- Task directions -
Lay out the lines below as a numbered list, starting at the line that contains "Pick out the shrub" and ending at the line that contains "<point>13,36</point>", with blank lines left out. Include nothing beyond that range.

Records of labeled points
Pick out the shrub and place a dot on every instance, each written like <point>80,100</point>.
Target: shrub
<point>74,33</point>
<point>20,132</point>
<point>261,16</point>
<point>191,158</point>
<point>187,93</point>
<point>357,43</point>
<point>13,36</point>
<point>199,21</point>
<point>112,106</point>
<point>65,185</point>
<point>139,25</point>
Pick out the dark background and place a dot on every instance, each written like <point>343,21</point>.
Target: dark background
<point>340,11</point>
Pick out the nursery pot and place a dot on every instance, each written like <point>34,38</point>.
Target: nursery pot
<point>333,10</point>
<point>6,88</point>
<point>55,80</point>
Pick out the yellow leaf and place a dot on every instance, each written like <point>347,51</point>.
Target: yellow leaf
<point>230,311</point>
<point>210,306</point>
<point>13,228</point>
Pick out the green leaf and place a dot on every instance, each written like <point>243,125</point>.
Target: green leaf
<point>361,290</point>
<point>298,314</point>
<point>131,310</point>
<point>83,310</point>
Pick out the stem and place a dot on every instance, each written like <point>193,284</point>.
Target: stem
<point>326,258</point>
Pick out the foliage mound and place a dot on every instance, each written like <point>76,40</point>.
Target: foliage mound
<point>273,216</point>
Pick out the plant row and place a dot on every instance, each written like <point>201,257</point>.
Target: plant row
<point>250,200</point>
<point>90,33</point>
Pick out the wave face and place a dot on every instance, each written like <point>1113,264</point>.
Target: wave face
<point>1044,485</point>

--

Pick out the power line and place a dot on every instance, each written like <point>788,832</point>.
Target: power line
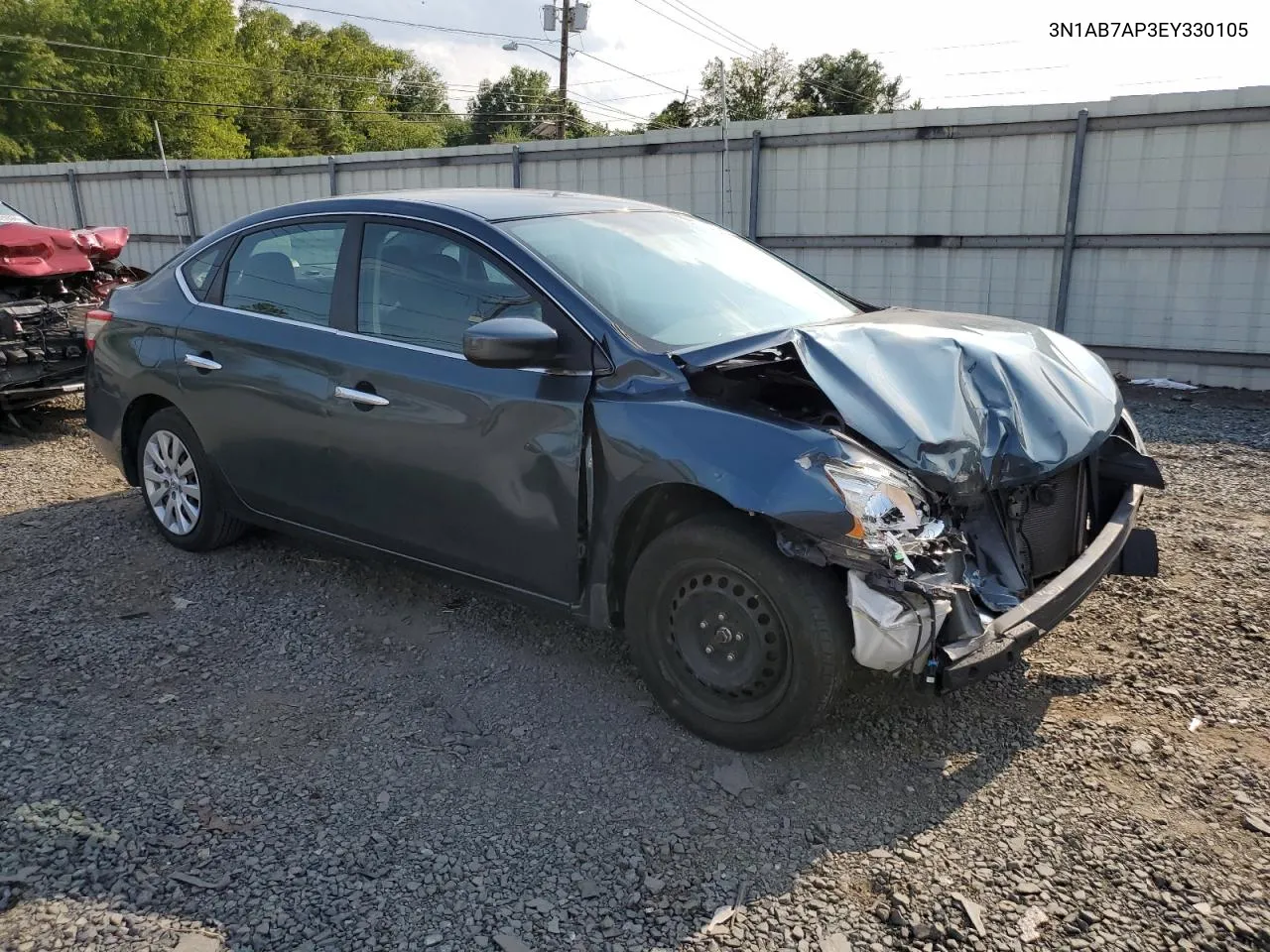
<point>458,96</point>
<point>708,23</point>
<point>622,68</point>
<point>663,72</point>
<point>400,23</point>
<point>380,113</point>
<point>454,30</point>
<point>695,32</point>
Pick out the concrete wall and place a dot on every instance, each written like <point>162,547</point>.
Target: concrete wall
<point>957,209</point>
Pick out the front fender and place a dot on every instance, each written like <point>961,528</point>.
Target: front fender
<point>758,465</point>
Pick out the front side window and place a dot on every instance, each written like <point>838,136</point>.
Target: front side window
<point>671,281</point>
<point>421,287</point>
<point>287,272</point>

- Problem solution -
1. Pick out the shrub and place a dot on every instance, each written like <point>80,100</point>.
2. Target: shrub
3. <point>74,33</point>
4. <point>20,132</point>
5. <point>261,16</point>
6. <point>191,158</point>
7. <point>187,93</point>
8. <point>357,43</point>
9. <point>13,36</point>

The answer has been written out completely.